## Start EXCERPTED PASSAGE
The Art of Manfishing
by Thomas Boston.
Christian Heritage. 104 pages.
ISBN 1857921062
Also available from Monergism Books, and online for free.
After finishing Dever’s The Gospel and Personal Evangelism, I decided to follow it up with a jump back in time to 1699, to Thomas Boston’s The Art of Manfishing, also on evangelism.
Unlike Dever’s book, which deals with evangelism on a personal level, Boston deals with it from the standpoint of the minister of the Word of God - how a preacher is to be a fisher of men (hence the title) from the pulpit. And yet, much of it is applicable to personal evangelism as well.
While the book is available online for free (link above), I heartily recommend the Christian Heritage edition, if for no other reason than the excellent introduction by J. I. Packer. Packer gives a good overview of the theology and drive behind the Westminster Puritans. He also gives a wonderful comment about the Puritans and assurance:
Believing that the fallen human heart is desparately prone to optimistic self-deception, Westminster Puritans stressed the need for constant self-suspicion and self-examination. There was nothing of morbid introspection about this; on the contrary, it was experienced as a bracing and reassuring exercise, as the regenerate discerned within themselves the signs of life from the Holy Spirit.
Boston himself then examines his own evangelism, his own obedience to Christ’s command to follow him, and become “fishers of men.”
Along the way, he provides amazing insight into many of the same issues we face today, whether in the pulpit, or in simply sharing the Good News about Jesus Christ. He laments, as previously mentioned, that our own gifts don’t matter in saving souls - and therefore we should not try to be clever in our evangelism. Rather, like Dever, he presses us for a biblical approach, with the clear and precise presentation of the Gospel message.
## End EXCERPTED PASSAGE
## Start DATA EXCERPTS
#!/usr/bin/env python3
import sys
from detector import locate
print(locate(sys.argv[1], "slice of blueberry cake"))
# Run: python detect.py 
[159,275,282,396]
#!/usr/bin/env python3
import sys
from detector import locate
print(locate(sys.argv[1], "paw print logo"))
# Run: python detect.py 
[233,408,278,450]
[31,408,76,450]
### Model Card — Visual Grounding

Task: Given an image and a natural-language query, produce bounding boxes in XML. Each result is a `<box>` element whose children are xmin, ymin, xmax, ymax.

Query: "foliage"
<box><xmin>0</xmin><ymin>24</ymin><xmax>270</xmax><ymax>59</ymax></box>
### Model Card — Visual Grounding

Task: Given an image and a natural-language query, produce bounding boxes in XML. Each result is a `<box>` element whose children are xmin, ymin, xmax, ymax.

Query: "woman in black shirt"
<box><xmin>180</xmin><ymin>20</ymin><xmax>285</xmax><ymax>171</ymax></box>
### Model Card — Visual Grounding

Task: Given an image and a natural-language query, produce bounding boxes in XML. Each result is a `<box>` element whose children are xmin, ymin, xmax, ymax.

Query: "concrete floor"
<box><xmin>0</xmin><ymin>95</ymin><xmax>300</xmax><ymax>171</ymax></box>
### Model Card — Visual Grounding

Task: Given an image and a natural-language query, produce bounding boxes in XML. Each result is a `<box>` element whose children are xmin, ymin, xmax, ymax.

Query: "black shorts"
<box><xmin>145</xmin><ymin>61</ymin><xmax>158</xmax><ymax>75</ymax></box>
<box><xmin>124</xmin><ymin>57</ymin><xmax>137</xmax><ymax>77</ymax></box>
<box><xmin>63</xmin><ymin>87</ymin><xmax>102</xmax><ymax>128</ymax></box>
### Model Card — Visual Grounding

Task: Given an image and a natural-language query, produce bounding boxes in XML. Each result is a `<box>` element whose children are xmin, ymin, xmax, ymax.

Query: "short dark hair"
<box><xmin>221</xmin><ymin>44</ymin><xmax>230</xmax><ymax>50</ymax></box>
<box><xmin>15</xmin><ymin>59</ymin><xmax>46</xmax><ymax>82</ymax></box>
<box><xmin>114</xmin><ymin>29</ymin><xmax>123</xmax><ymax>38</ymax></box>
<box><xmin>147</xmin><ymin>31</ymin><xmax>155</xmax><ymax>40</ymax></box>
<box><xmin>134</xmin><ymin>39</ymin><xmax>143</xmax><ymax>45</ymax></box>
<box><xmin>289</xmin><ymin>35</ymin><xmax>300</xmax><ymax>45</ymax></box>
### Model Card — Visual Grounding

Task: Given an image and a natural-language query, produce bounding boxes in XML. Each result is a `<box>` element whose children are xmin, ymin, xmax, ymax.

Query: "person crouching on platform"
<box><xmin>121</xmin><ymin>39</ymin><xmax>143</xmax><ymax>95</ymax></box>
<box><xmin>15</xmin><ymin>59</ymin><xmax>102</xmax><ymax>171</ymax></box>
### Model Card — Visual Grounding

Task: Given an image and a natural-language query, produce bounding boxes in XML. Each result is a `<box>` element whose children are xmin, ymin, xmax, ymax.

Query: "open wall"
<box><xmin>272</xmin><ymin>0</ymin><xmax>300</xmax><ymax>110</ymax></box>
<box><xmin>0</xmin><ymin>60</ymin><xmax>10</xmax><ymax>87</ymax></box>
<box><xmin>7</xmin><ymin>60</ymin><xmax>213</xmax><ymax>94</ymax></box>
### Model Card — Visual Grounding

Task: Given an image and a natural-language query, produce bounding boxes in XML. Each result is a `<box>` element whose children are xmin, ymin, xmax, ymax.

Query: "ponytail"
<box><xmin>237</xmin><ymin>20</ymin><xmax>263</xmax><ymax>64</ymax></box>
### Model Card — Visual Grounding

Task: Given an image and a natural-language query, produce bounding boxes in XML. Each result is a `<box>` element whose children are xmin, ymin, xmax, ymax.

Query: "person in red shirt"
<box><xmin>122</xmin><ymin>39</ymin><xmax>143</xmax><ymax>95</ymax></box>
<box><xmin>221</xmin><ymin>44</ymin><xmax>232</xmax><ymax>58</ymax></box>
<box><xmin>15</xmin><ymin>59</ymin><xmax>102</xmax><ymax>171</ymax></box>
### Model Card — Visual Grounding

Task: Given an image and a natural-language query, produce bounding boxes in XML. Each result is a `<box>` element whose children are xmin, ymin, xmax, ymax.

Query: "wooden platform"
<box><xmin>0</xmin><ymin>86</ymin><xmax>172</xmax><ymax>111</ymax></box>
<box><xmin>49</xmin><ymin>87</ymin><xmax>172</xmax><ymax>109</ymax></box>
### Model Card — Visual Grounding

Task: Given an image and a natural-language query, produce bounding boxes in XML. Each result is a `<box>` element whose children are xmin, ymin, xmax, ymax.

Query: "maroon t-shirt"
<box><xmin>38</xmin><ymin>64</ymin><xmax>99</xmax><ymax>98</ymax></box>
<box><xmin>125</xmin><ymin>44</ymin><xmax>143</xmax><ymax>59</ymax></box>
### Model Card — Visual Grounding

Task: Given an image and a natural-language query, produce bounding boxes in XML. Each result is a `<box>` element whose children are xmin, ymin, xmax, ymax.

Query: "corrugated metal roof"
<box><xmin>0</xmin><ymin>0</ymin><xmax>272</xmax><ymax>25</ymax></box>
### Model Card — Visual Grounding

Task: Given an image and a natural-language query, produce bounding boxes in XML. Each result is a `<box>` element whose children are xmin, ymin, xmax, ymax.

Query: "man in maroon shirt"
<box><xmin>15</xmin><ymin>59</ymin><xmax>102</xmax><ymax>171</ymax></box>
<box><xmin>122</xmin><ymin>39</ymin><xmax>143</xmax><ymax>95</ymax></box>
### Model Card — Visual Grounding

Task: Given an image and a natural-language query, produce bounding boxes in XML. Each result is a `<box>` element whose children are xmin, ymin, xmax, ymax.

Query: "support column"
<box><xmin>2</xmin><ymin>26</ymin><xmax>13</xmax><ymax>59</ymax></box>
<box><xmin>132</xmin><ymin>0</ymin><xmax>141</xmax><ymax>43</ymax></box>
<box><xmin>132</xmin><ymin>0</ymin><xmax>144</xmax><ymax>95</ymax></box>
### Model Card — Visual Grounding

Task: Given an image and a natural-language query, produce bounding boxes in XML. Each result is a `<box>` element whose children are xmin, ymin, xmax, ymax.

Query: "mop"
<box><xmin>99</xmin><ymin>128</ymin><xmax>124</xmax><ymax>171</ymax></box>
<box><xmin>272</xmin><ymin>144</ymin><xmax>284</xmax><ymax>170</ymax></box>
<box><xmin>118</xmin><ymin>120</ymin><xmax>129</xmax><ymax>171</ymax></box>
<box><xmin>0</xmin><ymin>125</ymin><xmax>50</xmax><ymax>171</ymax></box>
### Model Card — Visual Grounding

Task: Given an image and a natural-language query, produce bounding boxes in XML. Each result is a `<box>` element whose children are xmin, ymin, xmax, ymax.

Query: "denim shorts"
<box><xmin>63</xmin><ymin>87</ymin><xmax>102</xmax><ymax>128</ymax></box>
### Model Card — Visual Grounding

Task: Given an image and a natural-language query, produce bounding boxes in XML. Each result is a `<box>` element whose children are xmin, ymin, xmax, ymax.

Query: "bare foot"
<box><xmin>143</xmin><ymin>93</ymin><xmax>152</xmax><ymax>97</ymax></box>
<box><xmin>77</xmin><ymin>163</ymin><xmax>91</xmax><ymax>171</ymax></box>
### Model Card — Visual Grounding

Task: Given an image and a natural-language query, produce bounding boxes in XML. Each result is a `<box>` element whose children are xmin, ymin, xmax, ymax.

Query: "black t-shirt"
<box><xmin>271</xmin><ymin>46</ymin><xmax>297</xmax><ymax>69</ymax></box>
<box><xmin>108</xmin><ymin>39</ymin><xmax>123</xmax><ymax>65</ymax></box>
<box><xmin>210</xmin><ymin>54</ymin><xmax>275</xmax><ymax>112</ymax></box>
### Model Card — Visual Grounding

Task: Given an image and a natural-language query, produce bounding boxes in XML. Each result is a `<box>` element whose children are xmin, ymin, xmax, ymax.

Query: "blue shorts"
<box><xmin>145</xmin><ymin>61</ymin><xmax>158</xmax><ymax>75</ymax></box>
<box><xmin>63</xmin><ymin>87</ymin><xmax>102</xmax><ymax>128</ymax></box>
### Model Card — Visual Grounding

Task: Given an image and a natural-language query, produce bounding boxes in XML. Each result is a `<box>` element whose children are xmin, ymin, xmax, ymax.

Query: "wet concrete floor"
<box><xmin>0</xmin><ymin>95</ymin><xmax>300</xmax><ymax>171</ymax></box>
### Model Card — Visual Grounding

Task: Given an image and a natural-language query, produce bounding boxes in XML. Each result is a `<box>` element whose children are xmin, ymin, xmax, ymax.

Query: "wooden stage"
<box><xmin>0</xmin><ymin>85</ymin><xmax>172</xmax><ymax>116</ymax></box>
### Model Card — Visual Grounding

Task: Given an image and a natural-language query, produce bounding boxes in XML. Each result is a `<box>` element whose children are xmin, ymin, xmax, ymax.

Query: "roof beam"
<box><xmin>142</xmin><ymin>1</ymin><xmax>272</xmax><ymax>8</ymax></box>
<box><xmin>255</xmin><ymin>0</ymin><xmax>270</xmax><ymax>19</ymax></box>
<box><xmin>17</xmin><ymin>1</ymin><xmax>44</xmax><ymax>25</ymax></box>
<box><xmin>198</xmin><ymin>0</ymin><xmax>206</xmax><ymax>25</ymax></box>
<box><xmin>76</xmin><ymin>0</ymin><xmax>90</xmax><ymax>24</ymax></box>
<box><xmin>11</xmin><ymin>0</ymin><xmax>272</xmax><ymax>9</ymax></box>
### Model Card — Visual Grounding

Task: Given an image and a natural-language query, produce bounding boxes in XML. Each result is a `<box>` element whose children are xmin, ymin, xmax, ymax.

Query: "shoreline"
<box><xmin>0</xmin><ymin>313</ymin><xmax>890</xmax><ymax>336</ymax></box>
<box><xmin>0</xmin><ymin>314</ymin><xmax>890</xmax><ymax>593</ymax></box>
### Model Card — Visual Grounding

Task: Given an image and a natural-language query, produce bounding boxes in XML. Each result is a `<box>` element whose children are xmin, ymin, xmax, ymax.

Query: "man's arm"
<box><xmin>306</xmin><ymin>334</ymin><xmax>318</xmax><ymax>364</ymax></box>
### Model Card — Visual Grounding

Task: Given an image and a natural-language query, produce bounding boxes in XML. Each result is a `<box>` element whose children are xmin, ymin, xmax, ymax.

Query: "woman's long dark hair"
## End DATA EXCERPTS
GIVEN TASK: Please carry on the review of Thomas Boston's The Art of Manfishing, starting right after its last sentence.

RESULT OF THE TASK:
Boston also points out that the message of the cross is indeed a “rock of offense,” but we should not let that sway us in our boldness of preaching:
…Yet my conscience tells me of much slackness in this point, when I have been in private with people and have not reproved them as I ought when they offended, being much plagued with want of freedom in private converse.
In other words, I’m not straightforward with people about their sins, even in private, because I want them to be comfortable with me and like me. Convicting words, and Boston shares many more. And this is one of the real strengths of the Puritans - the ability to be both soundly convicting and yet encouraging at the same time:
You know not when your Master will come. And blessed is that servant whom, when his Lord shall come, he shall find so doing [preaching of the Gospel]. If Christ should come and find you idle, when he is calling you to work, how will you be able to look him in the face? They are well that die at Christ’s work.
Amen. Maranatha.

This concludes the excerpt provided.